##### MATERIALS PROVIDED

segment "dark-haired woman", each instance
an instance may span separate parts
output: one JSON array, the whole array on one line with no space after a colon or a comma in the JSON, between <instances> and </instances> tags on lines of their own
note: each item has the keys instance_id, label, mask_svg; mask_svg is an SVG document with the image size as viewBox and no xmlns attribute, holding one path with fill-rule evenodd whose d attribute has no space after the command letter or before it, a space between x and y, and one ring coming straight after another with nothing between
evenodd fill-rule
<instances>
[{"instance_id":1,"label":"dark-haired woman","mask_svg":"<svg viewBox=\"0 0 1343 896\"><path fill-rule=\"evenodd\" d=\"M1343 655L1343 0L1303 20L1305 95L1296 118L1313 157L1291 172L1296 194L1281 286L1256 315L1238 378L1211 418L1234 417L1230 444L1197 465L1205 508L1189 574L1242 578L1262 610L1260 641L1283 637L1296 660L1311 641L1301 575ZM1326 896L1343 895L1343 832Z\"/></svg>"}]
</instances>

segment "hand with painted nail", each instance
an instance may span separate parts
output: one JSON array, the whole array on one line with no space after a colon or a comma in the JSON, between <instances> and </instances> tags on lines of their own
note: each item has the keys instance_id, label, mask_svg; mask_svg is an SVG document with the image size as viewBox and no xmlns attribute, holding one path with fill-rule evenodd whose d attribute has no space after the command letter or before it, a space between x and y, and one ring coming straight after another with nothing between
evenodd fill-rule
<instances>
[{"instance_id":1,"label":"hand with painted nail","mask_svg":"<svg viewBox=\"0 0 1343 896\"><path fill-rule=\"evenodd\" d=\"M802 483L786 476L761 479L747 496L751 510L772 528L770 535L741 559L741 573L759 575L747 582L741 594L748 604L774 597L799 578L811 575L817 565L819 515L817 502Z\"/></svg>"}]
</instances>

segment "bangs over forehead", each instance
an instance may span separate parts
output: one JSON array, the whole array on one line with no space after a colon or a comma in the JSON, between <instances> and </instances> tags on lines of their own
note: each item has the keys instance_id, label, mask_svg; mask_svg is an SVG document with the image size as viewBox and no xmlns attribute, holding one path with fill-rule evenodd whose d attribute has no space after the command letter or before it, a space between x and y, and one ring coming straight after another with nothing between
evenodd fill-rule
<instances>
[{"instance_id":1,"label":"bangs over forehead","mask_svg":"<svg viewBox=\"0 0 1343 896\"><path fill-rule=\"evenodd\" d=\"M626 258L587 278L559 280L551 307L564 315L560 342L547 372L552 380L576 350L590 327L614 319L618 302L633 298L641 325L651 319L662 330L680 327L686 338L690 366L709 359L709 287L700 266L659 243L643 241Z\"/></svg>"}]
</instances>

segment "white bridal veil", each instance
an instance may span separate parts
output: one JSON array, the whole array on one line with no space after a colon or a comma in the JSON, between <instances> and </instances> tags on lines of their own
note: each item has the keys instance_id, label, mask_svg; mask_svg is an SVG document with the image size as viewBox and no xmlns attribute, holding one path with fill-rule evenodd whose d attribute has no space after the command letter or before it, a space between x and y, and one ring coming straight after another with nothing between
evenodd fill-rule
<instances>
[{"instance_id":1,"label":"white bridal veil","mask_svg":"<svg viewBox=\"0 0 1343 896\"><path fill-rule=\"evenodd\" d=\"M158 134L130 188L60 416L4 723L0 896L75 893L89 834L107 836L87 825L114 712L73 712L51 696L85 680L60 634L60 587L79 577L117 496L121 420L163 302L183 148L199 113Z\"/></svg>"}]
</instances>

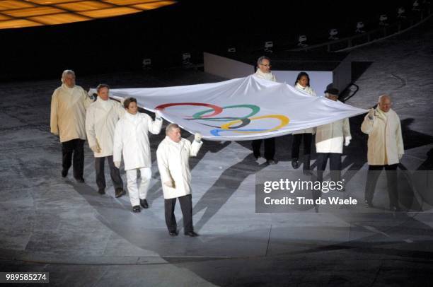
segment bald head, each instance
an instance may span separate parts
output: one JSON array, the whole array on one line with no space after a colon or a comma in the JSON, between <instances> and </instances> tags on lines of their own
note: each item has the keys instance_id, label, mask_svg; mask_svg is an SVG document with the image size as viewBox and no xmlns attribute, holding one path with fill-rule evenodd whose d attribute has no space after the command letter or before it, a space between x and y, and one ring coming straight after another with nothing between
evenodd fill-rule
<instances>
[{"instance_id":1,"label":"bald head","mask_svg":"<svg viewBox=\"0 0 433 287\"><path fill-rule=\"evenodd\" d=\"M379 97L377 105L382 112L389 112L389 109L391 109L391 97L388 95L386 94L381 95Z\"/></svg>"}]
</instances>

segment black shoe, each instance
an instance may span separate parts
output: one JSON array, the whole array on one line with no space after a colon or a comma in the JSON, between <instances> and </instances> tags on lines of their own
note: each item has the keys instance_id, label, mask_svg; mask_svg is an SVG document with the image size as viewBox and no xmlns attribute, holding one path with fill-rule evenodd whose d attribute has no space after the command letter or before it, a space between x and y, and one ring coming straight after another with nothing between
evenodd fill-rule
<instances>
[{"instance_id":1,"label":"black shoe","mask_svg":"<svg viewBox=\"0 0 433 287\"><path fill-rule=\"evenodd\" d=\"M144 209L148 209L149 208L149 204L147 204L147 200L146 200L146 199L140 199L140 205Z\"/></svg>"},{"instance_id":2,"label":"black shoe","mask_svg":"<svg viewBox=\"0 0 433 287\"><path fill-rule=\"evenodd\" d=\"M277 163L275 163L275 160L266 160L266 164L267 165L275 165L277 164Z\"/></svg>"},{"instance_id":3,"label":"black shoe","mask_svg":"<svg viewBox=\"0 0 433 287\"><path fill-rule=\"evenodd\" d=\"M192 238L195 238L195 237L199 236L199 235L197 234L196 233L195 233L194 231L185 232L185 235L188 235L188 236L191 236Z\"/></svg>"},{"instance_id":4,"label":"black shoe","mask_svg":"<svg viewBox=\"0 0 433 287\"><path fill-rule=\"evenodd\" d=\"M291 166L295 170L299 168L299 158L292 158L291 159Z\"/></svg>"},{"instance_id":5,"label":"black shoe","mask_svg":"<svg viewBox=\"0 0 433 287\"><path fill-rule=\"evenodd\" d=\"M310 171L310 155L304 156L304 165L302 166L304 174L308 174Z\"/></svg>"},{"instance_id":6,"label":"black shoe","mask_svg":"<svg viewBox=\"0 0 433 287\"><path fill-rule=\"evenodd\" d=\"M391 211L393 212L400 212L402 210L400 208L400 206L389 206L389 210L391 210Z\"/></svg>"},{"instance_id":7,"label":"black shoe","mask_svg":"<svg viewBox=\"0 0 433 287\"><path fill-rule=\"evenodd\" d=\"M374 206L373 205L373 202L369 201L368 200L365 201L365 205L366 205L366 206L370 207L370 208L374 207Z\"/></svg>"},{"instance_id":8,"label":"black shoe","mask_svg":"<svg viewBox=\"0 0 433 287\"><path fill-rule=\"evenodd\" d=\"M117 198L117 197L122 197L122 195L126 194L126 192L123 190L122 188L117 188L115 192L115 194L116 198Z\"/></svg>"},{"instance_id":9,"label":"black shoe","mask_svg":"<svg viewBox=\"0 0 433 287\"><path fill-rule=\"evenodd\" d=\"M75 180L79 183L84 183L84 179L83 177L75 177Z\"/></svg>"},{"instance_id":10,"label":"black shoe","mask_svg":"<svg viewBox=\"0 0 433 287\"><path fill-rule=\"evenodd\" d=\"M311 175L311 170L302 170L304 175Z\"/></svg>"}]
</instances>

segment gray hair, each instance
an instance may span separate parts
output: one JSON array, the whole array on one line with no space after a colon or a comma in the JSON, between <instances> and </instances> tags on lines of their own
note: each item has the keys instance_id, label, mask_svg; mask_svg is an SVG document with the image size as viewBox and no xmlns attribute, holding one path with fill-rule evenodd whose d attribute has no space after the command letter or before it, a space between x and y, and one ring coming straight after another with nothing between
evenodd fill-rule
<instances>
[{"instance_id":1,"label":"gray hair","mask_svg":"<svg viewBox=\"0 0 433 287\"><path fill-rule=\"evenodd\" d=\"M168 136L170 131L171 131L173 129L180 129L180 127L179 127L178 124L171 123L168 124L167 127L166 127L166 135Z\"/></svg>"},{"instance_id":2,"label":"gray hair","mask_svg":"<svg viewBox=\"0 0 433 287\"><path fill-rule=\"evenodd\" d=\"M100 83L96 87L96 91L99 93L99 90L100 90L103 88L107 88L107 89L110 90L110 86L107 85L106 83Z\"/></svg>"},{"instance_id":3,"label":"gray hair","mask_svg":"<svg viewBox=\"0 0 433 287\"><path fill-rule=\"evenodd\" d=\"M270 62L270 59L269 59L266 56L262 56L260 58L258 59L257 60L257 65L260 65L260 64L262 64L262 62L263 62L263 60L267 60Z\"/></svg>"},{"instance_id":4,"label":"gray hair","mask_svg":"<svg viewBox=\"0 0 433 287\"><path fill-rule=\"evenodd\" d=\"M62 73L62 83L64 83L64 78L67 75L74 75L74 76L75 76L75 72L72 70L64 70L63 73Z\"/></svg>"},{"instance_id":5,"label":"gray hair","mask_svg":"<svg viewBox=\"0 0 433 287\"><path fill-rule=\"evenodd\" d=\"M378 100L377 102L381 102L382 99L384 99L384 98L388 98L388 99L389 99L389 100L391 100L391 97L389 96L389 95L388 95L388 94L383 94L383 95L381 95L379 96L379 100Z\"/></svg>"}]
</instances>

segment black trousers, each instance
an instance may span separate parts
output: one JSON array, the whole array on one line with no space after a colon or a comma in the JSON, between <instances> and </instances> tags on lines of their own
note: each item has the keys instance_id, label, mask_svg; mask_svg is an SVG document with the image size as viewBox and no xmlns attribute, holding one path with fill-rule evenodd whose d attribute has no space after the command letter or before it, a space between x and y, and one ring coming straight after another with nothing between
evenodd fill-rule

##########

REQUIREMENTS:
Collect every line of the records above that contains the word "nail".

EXERCISE ANSWER:
segment "hand with painted nail", each instance
[{"instance_id":1,"label":"hand with painted nail","mask_svg":"<svg viewBox=\"0 0 1343 896\"><path fill-rule=\"evenodd\" d=\"M802 483L786 476L761 479L747 496L751 510L772 528L770 535L741 559L741 573L759 575L747 582L741 594L748 604L774 597L799 578L811 575L817 565L819 515L817 502Z\"/></svg>"}]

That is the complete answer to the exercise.